The Great American Picnic Has Gotten Awfully Complicated

Two picnics in one week have me wondering: What exactly do people eat anymore?

So between this weekend and last weekend, I had 50 people over for picnics in my backyard, gathered around the grill and waiting to be fed. It may seem like asking for it to throw cookouts for two straight weekends, but the way I saw it, if I was going to really clean the house, I might as well take advantage of it.

The first group was of co-workers, a bunch of bright and lovely young people. The operative word there is “young.” Since Bob Huber toddled off the masthead, I’ve become the eldest member of the editorial staff at the mag—and hell, I’m not even all that old. I figured it would be nice to have everyone over before I, say, drop dead.

The young people brought beer. They drank beer. They drank an unbelievable amount of beer. They also brought wine, and drank wine. My kids were home for the picnic, and since they’re roughly the same age—20-something—as most of my co-workers, they fit in very nicely. I had laid in a lot of what I hoped young people would eat, namely potato chips, hamburgers and hot dogs, along with some veggie burgers, because I was pretty sure several of the young people didn’t eat meat. I also made macaroni salad. Young people do not eat macaroni salad. I don’t know if this is because they only eat fancy pasta that’s shaped like little ears or radiators or bells, and not mundane pasta shaped like elbows (hey, parts is parts), or if they’re on the no-gluten bandwagon, or if they suffer from a mayonnaise aversion. But they do not eat macaroni salad. Did I mention that they drink beer? It’s possible they prefer to get their carbs from barley and hops.

Young people also do not much eat cookies. Luckily, cookies keep.

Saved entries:
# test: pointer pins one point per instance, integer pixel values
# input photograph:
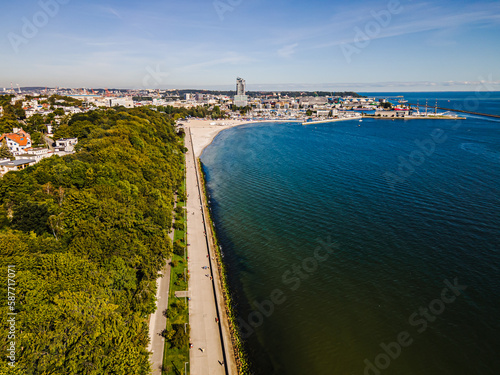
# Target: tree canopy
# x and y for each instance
(88, 234)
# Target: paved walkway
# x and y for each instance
(157, 322)
(211, 350)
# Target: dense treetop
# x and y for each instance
(87, 234)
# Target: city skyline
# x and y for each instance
(361, 46)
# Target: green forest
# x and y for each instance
(87, 235)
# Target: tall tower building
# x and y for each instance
(240, 86)
(240, 99)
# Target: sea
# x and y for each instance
(364, 247)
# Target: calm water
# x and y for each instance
(401, 207)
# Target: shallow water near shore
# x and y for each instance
(341, 238)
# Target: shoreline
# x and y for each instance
(203, 133)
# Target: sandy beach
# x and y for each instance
(204, 131)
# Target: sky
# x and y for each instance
(359, 45)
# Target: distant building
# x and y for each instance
(15, 165)
(17, 141)
(240, 86)
(66, 145)
(240, 99)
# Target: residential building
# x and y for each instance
(17, 141)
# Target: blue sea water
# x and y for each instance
(364, 247)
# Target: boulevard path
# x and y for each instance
(212, 351)
(158, 322)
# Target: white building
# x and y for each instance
(17, 141)
(66, 145)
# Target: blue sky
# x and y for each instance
(396, 45)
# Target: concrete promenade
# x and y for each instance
(212, 349)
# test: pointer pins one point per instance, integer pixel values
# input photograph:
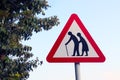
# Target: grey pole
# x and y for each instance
(77, 71)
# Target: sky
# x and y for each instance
(101, 18)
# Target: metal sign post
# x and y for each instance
(77, 71)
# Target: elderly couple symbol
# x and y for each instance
(73, 38)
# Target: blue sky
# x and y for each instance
(101, 18)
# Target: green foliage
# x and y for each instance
(18, 20)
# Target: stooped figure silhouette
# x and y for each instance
(76, 43)
(84, 45)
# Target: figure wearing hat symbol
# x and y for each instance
(84, 45)
(76, 43)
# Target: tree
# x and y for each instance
(18, 20)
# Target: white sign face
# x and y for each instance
(67, 50)
(75, 44)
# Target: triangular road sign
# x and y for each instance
(75, 44)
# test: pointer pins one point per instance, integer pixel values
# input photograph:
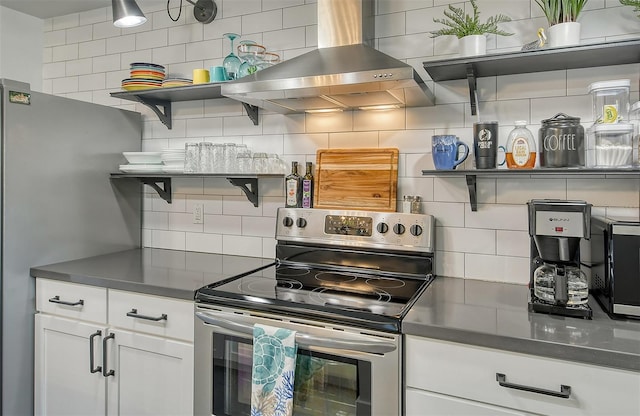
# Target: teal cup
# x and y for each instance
(445, 151)
(218, 74)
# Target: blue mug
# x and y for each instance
(444, 149)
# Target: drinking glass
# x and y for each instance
(231, 62)
(252, 54)
(191, 158)
(206, 157)
(230, 153)
(269, 59)
(260, 163)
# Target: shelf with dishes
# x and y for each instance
(159, 100)
(540, 60)
(471, 175)
(161, 182)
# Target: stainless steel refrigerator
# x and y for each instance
(57, 203)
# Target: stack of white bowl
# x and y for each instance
(173, 160)
(140, 162)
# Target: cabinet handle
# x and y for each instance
(565, 391)
(106, 373)
(92, 366)
(56, 299)
(134, 314)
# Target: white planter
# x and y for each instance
(564, 34)
(473, 45)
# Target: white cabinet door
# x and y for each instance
(64, 384)
(152, 375)
(425, 403)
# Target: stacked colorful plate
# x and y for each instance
(144, 76)
(176, 82)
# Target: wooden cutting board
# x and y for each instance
(359, 179)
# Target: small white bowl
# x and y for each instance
(143, 158)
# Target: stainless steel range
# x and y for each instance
(344, 280)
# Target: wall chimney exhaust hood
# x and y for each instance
(343, 73)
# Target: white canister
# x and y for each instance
(634, 118)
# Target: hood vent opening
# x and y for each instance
(343, 73)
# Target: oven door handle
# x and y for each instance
(306, 340)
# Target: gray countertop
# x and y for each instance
(171, 273)
(480, 313)
(495, 315)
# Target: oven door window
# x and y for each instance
(324, 384)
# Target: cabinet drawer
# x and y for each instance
(155, 315)
(470, 372)
(72, 300)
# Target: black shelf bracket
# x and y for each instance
(245, 184)
(473, 196)
(164, 192)
(164, 115)
(473, 89)
(252, 112)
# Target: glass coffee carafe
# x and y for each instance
(560, 284)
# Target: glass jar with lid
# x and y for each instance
(521, 147)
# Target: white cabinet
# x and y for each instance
(455, 377)
(116, 352)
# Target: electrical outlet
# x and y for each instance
(198, 214)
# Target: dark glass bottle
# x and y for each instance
(293, 188)
(307, 188)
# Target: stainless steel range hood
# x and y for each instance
(343, 73)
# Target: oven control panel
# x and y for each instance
(393, 230)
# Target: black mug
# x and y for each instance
(485, 144)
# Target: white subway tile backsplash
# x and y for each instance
(64, 53)
(498, 217)
(294, 16)
(513, 243)
(263, 22)
(239, 205)
(79, 34)
(242, 245)
(156, 220)
(92, 16)
(171, 240)
(93, 48)
(615, 192)
(467, 240)
(449, 264)
(205, 243)
(258, 226)
(543, 84)
(353, 139)
(392, 24)
(66, 21)
(104, 30)
(57, 69)
(521, 191)
(285, 39)
(169, 55)
(223, 224)
(282, 124)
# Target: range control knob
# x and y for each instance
(287, 221)
(415, 230)
(382, 228)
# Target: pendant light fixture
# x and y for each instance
(126, 13)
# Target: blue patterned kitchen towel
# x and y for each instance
(274, 363)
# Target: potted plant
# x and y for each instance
(562, 15)
(469, 30)
(634, 3)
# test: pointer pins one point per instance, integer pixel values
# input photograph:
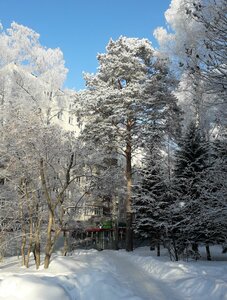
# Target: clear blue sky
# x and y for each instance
(82, 28)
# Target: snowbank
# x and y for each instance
(114, 275)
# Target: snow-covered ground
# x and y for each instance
(115, 275)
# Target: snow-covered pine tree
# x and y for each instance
(126, 100)
(190, 172)
(148, 197)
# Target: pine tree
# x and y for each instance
(190, 172)
(128, 100)
(148, 197)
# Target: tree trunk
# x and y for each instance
(158, 248)
(23, 232)
(48, 248)
(29, 250)
(208, 252)
(66, 243)
(129, 230)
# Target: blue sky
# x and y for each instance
(82, 28)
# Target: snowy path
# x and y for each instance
(114, 275)
(137, 280)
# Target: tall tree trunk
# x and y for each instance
(158, 248)
(129, 230)
(23, 231)
(36, 250)
(48, 248)
(208, 252)
(66, 243)
(29, 250)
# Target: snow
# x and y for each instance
(115, 275)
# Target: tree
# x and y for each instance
(126, 101)
(190, 172)
(148, 199)
(197, 41)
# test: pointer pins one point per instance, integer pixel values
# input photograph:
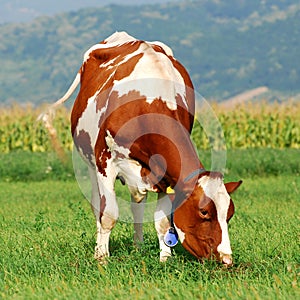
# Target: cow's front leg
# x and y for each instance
(106, 212)
(162, 224)
(138, 216)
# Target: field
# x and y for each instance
(47, 233)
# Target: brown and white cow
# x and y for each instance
(132, 120)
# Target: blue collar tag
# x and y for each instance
(171, 237)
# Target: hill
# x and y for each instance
(227, 47)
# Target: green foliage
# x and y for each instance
(228, 47)
(47, 233)
(255, 126)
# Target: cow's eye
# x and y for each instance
(204, 214)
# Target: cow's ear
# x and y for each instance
(232, 186)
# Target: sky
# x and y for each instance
(27, 10)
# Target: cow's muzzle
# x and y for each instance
(226, 259)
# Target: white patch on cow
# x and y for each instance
(116, 39)
(162, 82)
(215, 189)
(180, 233)
(128, 168)
(89, 120)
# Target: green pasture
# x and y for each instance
(47, 237)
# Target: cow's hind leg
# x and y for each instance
(106, 212)
(138, 216)
(162, 224)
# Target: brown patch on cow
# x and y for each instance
(82, 141)
(197, 218)
(94, 76)
(158, 48)
(124, 70)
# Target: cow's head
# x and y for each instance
(202, 219)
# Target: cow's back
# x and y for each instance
(135, 92)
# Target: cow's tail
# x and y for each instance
(48, 115)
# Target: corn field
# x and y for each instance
(248, 126)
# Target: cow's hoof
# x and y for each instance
(101, 257)
(164, 256)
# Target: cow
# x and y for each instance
(132, 121)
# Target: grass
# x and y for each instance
(47, 237)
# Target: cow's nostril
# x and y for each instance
(227, 260)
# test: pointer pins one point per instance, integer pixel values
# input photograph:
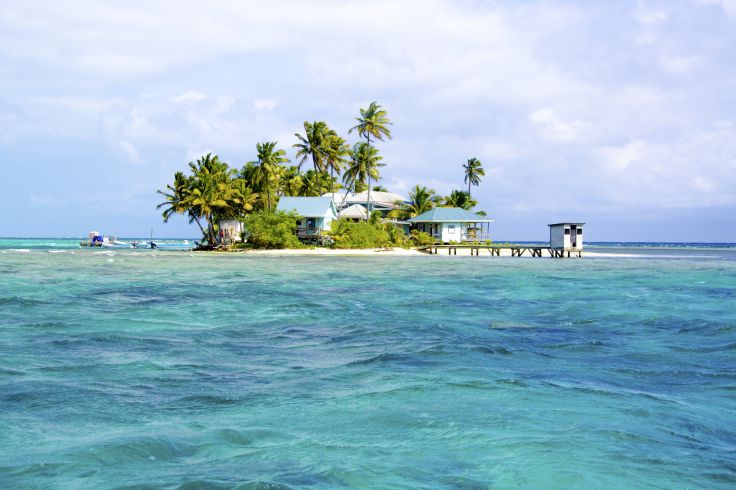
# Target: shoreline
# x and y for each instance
(394, 252)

» YOUR TASK
Summarize the backyard picnic piece in two sentences. These rows were taken from a different source than the text.

» ANSWER FOR THIS EXERCISE
The writer hosted 50 people for picnics over two weekends, the first being a group of young co-workers who drank an unbelievable amount of beer as well as wine. The writer laid out chips, hamburgers, hot dogs, veggie burgers and homemade macaroni salad, but the young guests did not eat the macaroni salad and did not much eat cookies.